## Records shown:
# # #
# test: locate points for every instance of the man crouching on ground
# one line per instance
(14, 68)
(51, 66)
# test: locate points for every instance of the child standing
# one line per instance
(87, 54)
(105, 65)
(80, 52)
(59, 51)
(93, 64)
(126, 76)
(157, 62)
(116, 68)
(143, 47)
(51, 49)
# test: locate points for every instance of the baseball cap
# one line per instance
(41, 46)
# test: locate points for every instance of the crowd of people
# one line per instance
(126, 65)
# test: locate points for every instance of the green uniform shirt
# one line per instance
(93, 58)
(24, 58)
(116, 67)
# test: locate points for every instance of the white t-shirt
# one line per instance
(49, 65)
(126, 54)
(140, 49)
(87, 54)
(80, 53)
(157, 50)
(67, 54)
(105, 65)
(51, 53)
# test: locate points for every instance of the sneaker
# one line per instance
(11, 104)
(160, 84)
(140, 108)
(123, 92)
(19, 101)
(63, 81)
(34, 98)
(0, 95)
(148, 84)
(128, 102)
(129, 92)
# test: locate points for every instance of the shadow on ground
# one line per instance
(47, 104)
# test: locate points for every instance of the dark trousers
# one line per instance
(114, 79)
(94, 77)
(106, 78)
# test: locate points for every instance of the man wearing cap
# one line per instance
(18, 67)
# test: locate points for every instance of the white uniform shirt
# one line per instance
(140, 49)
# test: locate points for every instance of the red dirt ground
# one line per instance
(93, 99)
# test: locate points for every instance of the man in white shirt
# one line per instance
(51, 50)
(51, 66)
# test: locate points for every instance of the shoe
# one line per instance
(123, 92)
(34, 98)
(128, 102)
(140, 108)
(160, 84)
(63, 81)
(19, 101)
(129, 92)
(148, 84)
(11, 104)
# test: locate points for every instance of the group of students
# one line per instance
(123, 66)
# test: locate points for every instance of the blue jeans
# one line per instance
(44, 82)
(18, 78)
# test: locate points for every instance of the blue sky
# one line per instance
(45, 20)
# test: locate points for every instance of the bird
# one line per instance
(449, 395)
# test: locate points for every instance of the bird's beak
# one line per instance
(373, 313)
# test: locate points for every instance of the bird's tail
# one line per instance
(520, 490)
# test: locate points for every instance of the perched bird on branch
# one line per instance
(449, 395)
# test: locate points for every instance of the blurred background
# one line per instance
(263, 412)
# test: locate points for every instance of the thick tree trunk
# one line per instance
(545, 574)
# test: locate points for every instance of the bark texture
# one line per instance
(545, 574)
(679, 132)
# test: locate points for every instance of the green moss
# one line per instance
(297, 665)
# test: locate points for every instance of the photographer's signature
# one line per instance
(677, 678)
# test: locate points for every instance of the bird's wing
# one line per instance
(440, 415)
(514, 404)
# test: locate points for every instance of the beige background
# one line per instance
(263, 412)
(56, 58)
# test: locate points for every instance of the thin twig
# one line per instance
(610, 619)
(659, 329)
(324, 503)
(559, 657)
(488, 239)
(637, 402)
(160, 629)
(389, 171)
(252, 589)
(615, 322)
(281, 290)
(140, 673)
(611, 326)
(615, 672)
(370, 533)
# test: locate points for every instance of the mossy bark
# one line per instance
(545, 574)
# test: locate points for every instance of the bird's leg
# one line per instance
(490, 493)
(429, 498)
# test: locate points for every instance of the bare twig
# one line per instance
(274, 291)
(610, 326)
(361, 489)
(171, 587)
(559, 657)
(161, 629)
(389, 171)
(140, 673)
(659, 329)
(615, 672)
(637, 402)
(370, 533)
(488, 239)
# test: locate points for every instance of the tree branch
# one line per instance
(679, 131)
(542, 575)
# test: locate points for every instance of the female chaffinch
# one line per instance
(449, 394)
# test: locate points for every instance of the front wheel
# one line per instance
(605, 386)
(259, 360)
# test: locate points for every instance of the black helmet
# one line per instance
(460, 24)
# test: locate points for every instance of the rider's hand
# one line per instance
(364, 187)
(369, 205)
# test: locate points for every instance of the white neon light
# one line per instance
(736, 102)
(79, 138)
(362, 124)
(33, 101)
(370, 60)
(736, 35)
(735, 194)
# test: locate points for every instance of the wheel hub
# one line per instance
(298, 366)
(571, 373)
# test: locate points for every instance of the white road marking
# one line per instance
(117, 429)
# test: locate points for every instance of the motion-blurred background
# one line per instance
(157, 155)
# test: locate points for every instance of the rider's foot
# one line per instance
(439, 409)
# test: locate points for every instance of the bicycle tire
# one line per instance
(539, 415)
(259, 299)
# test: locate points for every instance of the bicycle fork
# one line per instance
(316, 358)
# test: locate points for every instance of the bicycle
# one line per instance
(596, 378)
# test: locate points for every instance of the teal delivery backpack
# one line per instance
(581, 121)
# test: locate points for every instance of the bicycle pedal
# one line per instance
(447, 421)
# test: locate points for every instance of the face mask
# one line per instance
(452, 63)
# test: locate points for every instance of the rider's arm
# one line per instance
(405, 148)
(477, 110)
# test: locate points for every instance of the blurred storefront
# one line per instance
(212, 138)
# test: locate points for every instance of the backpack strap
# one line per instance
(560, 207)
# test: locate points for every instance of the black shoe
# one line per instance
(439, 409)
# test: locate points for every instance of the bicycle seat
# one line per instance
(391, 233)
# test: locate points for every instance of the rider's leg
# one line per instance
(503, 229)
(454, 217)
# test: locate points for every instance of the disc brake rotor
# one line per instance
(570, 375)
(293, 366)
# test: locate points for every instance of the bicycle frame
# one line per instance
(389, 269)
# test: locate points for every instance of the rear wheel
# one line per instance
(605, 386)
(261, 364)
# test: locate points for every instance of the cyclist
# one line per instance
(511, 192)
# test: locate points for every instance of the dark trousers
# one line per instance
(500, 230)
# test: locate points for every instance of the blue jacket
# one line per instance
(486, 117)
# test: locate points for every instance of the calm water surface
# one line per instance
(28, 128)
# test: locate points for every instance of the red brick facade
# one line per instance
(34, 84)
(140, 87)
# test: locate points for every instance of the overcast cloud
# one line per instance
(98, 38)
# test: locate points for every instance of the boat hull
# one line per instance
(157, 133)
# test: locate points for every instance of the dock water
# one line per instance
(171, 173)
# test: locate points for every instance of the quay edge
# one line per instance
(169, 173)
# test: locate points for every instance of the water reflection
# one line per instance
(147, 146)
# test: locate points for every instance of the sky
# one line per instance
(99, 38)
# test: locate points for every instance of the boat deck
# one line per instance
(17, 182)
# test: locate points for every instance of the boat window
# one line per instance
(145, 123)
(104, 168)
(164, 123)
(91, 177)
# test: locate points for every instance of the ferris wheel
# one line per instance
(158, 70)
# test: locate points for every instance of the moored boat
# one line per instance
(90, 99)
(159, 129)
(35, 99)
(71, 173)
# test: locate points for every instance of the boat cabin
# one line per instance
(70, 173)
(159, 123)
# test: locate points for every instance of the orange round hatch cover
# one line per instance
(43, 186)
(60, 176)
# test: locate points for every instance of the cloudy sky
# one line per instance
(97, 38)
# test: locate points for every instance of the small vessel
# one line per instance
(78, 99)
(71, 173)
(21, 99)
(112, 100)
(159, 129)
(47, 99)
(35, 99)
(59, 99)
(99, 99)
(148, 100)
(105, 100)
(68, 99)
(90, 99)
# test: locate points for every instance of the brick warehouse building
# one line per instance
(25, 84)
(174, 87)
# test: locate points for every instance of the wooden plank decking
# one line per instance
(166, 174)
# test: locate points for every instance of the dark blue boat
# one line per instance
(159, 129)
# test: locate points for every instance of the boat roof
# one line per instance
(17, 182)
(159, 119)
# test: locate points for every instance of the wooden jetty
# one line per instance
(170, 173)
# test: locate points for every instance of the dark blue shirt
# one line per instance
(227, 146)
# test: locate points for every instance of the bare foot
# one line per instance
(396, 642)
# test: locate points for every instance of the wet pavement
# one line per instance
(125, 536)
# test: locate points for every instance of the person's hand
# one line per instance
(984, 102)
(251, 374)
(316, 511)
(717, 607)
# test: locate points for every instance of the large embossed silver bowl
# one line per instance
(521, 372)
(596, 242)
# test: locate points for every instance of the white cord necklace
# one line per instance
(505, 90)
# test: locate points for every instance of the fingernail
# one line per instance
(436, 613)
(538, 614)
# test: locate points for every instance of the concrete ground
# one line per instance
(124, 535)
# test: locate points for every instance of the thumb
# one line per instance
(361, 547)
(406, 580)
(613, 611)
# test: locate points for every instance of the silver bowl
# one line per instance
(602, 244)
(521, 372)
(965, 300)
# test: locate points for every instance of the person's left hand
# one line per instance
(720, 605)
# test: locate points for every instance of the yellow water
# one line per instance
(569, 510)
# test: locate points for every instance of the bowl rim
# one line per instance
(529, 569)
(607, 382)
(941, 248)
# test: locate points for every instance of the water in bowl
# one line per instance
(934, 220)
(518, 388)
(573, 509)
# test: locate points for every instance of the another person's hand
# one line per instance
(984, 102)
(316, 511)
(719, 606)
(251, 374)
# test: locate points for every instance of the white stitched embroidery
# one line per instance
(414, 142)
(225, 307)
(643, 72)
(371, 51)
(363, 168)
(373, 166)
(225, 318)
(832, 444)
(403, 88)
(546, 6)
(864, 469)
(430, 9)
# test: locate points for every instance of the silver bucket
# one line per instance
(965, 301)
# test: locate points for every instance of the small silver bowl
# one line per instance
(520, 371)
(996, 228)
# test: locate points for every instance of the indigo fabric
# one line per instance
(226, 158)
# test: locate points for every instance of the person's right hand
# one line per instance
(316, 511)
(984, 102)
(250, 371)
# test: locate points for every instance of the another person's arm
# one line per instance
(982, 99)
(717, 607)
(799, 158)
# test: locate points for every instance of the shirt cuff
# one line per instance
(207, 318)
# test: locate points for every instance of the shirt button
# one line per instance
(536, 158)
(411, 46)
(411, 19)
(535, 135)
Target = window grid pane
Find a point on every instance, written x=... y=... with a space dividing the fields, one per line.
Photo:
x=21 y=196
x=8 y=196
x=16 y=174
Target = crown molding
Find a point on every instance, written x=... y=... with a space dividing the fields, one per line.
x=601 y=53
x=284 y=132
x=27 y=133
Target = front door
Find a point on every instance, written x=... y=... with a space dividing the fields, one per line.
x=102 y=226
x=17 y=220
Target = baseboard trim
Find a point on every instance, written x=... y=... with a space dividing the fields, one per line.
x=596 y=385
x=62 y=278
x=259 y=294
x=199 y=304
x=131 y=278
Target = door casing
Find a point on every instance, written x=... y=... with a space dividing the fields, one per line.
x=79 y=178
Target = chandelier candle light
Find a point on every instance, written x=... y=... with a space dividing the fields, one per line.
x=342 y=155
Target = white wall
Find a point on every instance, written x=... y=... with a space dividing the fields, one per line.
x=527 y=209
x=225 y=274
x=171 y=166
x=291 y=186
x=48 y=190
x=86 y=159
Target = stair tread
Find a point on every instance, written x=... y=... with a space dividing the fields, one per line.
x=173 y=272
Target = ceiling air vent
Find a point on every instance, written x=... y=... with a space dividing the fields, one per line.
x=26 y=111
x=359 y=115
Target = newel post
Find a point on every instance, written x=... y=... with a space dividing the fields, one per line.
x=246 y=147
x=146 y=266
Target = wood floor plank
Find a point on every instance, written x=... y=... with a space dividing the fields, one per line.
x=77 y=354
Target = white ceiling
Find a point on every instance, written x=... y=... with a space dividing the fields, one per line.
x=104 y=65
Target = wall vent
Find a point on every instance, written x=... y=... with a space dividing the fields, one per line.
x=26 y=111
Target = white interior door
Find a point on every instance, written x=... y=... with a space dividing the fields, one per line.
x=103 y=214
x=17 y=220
# # #
## Problem statement:
Everything from the line containing "Target = wall vent" to the bottom of the listing is to be set down exactly; leave out all other lines.

## Result of this task:
Target = wall vent
Find a point on every instance, written x=... y=... with a space dividing the fields, one per line.
x=26 y=111
Target = white interior door
Find a point on every instance, written x=... y=... with a space dividing the fields, one per line.
x=103 y=214
x=17 y=220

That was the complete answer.